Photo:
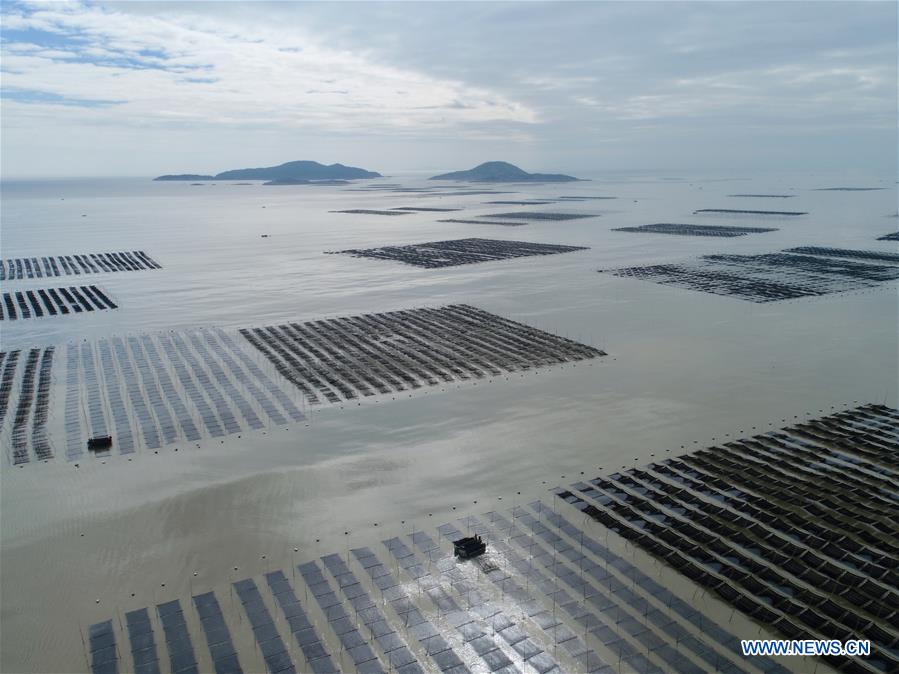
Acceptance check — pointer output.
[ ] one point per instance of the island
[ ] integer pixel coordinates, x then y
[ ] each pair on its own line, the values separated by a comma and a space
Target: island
503, 172
291, 173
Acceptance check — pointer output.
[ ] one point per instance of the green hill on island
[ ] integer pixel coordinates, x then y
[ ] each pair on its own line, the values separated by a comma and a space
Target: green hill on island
503, 172
293, 172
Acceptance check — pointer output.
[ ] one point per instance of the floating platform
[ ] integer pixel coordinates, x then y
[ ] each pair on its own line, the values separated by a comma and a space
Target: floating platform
739, 211
694, 230
766, 278
69, 265
436, 254
40, 302
358, 356
796, 528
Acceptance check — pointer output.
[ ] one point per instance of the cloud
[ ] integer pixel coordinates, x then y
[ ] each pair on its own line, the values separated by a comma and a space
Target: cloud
565, 86
183, 69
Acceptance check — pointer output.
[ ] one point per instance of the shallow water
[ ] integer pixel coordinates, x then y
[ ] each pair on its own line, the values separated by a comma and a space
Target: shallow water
684, 369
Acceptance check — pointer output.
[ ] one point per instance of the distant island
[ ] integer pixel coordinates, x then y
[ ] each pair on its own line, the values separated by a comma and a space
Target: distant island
291, 173
186, 176
503, 172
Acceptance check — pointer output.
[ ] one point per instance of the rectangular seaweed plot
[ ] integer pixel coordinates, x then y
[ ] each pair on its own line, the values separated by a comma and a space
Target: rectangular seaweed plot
------
Output the records above exactly, leaving out pictures.

Photo:
Acceptance check — pointer output.
[ ] one point per instance of the island
[ ] integer pixel coordinates, x then y
[ ] each pair on its own line, the values separated by a comma and a space
Target: island
503, 172
291, 173
Acceptance check — pointer output.
[ ] one point per instance of the green hill on island
[ ] integer pixel coordinates, x then y
[ ] each pair on its own line, the values separated by a comma and a space
Target: green hill on island
503, 172
293, 172
Acceptance check — pointer output.
[ ] one point per instance of the floating platform
[ ] integer pixel coordinates, x then y
[ ] each pair on its own line, the values separated by a comma and a space
Target: floating platform
739, 211
694, 230
766, 278
69, 265
436, 254
40, 302
358, 356
796, 528
Acceptance check — pointer output.
[ ] one point per instance of the cloud
[ ] integer pixel coordinates, x then y
[ ] each pair on its own line, the values separated by a comma and a space
Target: cloud
565, 86
183, 69
Acceptance check — pointer output.
[ ] one point per instance of the shallow water
[ ] integer pixel coordinates, x then y
[ ] each pair on its own line, the values separated by a comma and a space
Target: shallow water
684, 369
Acceptance check — pointer output.
[ ] one point per instance of the distant island
[ ] integer pixel coordinates, x then y
[ ] each pair on its own line, the values separated by a comma and a space
Target: distant island
291, 173
186, 176
503, 172
Acceptance check — pointer output.
[ ] one point per instance of the rectangular seaweed plot
[ ] integer pixel coordinates, x then y
[ ] each pair on its own line, the values separated by a comma and a space
Target: rectangular seaweed plot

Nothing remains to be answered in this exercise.